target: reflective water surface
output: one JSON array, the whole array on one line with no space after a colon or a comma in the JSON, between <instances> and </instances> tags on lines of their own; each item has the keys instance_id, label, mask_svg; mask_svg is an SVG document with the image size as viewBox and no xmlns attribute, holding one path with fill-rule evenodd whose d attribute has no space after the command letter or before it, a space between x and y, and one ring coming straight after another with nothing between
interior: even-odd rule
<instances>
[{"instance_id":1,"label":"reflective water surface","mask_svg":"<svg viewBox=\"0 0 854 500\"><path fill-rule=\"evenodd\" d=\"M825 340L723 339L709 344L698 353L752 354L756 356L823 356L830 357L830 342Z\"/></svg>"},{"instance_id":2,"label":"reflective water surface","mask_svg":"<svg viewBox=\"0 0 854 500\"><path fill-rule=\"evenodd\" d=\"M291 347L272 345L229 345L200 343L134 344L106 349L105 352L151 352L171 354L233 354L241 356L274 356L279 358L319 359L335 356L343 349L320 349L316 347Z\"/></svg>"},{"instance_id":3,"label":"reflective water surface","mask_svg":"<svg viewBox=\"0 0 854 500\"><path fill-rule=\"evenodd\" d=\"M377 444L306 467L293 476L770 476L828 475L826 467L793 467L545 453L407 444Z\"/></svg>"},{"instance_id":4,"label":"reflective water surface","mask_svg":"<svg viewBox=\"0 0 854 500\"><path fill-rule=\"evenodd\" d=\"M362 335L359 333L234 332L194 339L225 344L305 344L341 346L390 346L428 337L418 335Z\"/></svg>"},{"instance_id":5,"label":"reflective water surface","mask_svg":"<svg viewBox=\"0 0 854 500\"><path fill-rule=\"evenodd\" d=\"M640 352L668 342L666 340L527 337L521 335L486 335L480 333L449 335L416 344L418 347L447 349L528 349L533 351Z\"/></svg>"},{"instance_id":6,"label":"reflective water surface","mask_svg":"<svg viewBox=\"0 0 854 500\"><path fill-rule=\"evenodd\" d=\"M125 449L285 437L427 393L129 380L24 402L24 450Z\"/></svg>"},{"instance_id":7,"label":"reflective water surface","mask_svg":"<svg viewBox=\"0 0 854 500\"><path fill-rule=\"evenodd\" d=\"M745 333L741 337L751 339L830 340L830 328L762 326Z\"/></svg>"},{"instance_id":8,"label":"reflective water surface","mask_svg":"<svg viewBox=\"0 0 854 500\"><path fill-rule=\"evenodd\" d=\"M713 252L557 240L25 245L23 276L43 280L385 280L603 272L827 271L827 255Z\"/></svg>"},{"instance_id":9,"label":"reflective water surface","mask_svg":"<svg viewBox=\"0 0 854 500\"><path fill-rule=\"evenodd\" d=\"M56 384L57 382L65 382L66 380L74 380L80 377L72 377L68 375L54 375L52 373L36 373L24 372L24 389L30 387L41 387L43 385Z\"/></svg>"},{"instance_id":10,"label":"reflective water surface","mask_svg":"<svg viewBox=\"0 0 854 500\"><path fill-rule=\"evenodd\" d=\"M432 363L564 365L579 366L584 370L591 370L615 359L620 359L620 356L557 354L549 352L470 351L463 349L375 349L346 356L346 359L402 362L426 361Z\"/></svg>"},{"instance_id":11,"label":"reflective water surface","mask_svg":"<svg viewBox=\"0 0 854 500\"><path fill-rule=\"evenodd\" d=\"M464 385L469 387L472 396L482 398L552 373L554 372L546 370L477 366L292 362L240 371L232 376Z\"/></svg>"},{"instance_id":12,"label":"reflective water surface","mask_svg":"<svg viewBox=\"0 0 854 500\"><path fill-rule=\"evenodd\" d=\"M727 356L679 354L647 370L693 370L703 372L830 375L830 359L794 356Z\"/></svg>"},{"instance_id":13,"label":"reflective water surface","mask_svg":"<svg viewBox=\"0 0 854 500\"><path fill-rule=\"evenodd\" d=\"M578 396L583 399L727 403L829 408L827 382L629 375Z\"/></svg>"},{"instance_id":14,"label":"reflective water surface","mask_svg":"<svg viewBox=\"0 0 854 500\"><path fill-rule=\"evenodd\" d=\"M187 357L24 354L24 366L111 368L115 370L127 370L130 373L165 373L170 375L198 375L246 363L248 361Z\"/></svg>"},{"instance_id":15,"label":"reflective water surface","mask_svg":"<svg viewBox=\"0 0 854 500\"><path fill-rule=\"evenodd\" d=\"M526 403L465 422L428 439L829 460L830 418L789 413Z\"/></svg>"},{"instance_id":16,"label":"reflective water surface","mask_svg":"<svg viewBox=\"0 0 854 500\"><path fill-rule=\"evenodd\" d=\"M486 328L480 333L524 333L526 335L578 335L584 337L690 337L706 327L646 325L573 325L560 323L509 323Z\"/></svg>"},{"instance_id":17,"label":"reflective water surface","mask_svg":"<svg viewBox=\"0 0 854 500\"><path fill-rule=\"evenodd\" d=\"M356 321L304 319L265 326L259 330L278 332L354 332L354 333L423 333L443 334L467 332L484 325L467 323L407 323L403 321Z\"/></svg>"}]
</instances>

_ _ _ _ _ _ _

» ASSIGNMENT
Repeat the data word for word, leaving out no line.

» RESPONSE BELOW
target: reflective water surface
output: one JSON array, the whole array on one line with no space after a colon or a comma in the JSON, between <instances> and </instances> tags on lines of their own; each item has the keys instance_id, label, mask_svg; mask_svg is an SVG document with the image size as viewBox and no xmlns attribute, holding one path with fill-rule evenodd whose d attribute has no space after the command letter or before it, a space between x and y, and one ring coming straight after another with nothing between
interior: even-odd rule
<instances>
[{"instance_id":1,"label":"reflective water surface","mask_svg":"<svg viewBox=\"0 0 854 500\"><path fill-rule=\"evenodd\" d=\"M825 340L723 339L709 344L698 353L752 354L756 356L823 356L830 357L830 342Z\"/></svg>"},{"instance_id":2,"label":"reflective water surface","mask_svg":"<svg viewBox=\"0 0 854 500\"><path fill-rule=\"evenodd\" d=\"M291 347L272 345L229 345L200 343L134 344L106 349L105 352L151 352L171 354L233 354L241 356L274 356L279 358L319 359L335 356L343 349L320 349L316 347Z\"/></svg>"},{"instance_id":3,"label":"reflective water surface","mask_svg":"<svg viewBox=\"0 0 854 500\"><path fill-rule=\"evenodd\" d=\"M377 444L306 467L293 476L770 476L828 475L826 467L793 467L545 453L407 444Z\"/></svg>"},{"instance_id":4,"label":"reflective water surface","mask_svg":"<svg viewBox=\"0 0 854 500\"><path fill-rule=\"evenodd\" d=\"M362 335L359 333L234 332L194 339L225 344L305 344L341 346L390 346L428 337L418 335Z\"/></svg>"},{"instance_id":5,"label":"reflective water surface","mask_svg":"<svg viewBox=\"0 0 854 500\"><path fill-rule=\"evenodd\" d=\"M640 352L668 342L666 340L527 337L521 335L486 335L480 333L449 335L416 344L418 347L447 349L528 349L533 351Z\"/></svg>"},{"instance_id":6,"label":"reflective water surface","mask_svg":"<svg viewBox=\"0 0 854 500\"><path fill-rule=\"evenodd\" d=\"M125 449L285 437L427 393L129 380L24 402L24 450Z\"/></svg>"},{"instance_id":7,"label":"reflective water surface","mask_svg":"<svg viewBox=\"0 0 854 500\"><path fill-rule=\"evenodd\" d=\"M745 333L741 337L751 339L830 340L830 328L762 326Z\"/></svg>"},{"instance_id":8,"label":"reflective water surface","mask_svg":"<svg viewBox=\"0 0 854 500\"><path fill-rule=\"evenodd\" d=\"M713 252L557 240L25 245L23 276L43 280L385 280L603 272L827 271L827 255Z\"/></svg>"},{"instance_id":9,"label":"reflective water surface","mask_svg":"<svg viewBox=\"0 0 854 500\"><path fill-rule=\"evenodd\" d=\"M56 384L57 382L65 382L66 380L74 380L80 377L72 377L68 375L54 375L52 373L36 373L24 372L24 389L30 387L41 387L43 385Z\"/></svg>"},{"instance_id":10,"label":"reflective water surface","mask_svg":"<svg viewBox=\"0 0 854 500\"><path fill-rule=\"evenodd\" d=\"M432 363L564 365L579 366L584 370L591 370L615 359L620 359L620 356L557 354L549 352L470 351L463 349L375 349L346 356L346 359L402 362L426 361Z\"/></svg>"},{"instance_id":11,"label":"reflective water surface","mask_svg":"<svg viewBox=\"0 0 854 500\"><path fill-rule=\"evenodd\" d=\"M464 385L469 387L472 396L482 398L552 373L554 372L546 370L477 366L292 362L240 371L232 376Z\"/></svg>"},{"instance_id":12,"label":"reflective water surface","mask_svg":"<svg viewBox=\"0 0 854 500\"><path fill-rule=\"evenodd\" d=\"M727 356L679 354L647 370L693 370L703 372L830 375L830 359L794 356Z\"/></svg>"},{"instance_id":13,"label":"reflective water surface","mask_svg":"<svg viewBox=\"0 0 854 500\"><path fill-rule=\"evenodd\" d=\"M578 396L583 399L727 403L829 408L827 382L629 375Z\"/></svg>"},{"instance_id":14,"label":"reflective water surface","mask_svg":"<svg viewBox=\"0 0 854 500\"><path fill-rule=\"evenodd\" d=\"M187 357L24 354L24 366L111 368L115 370L127 370L130 373L165 373L170 375L198 375L246 363L248 361Z\"/></svg>"},{"instance_id":15,"label":"reflective water surface","mask_svg":"<svg viewBox=\"0 0 854 500\"><path fill-rule=\"evenodd\" d=\"M526 403L465 422L428 439L829 460L830 418L789 413Z\"/></svg>"},{"instance_id":16,"label":"reflective water surface","mask_svg":"<svg viewBox=\"0 0 854 500\"><path fill-rule=\"evenodd\" d=\"M486 328L480 333L524 333L526 335L578 335L584 337L690 337L706 327L646 325L573 325L560 323L509 323Z\"/></svg>"},{"instance_id":17,"label":"reflective water surface","mask_svg":"<svg viewBox=\"0 0 854 500\"><path fill-rule=\"evenodd\" d=\"M356 321L304 319L265 326L259 330L278 332L354 332L354 333L423 333L443 334L467 332L484 325L467 323L407 323L403 321Z\"/></svg>"}]
</instances>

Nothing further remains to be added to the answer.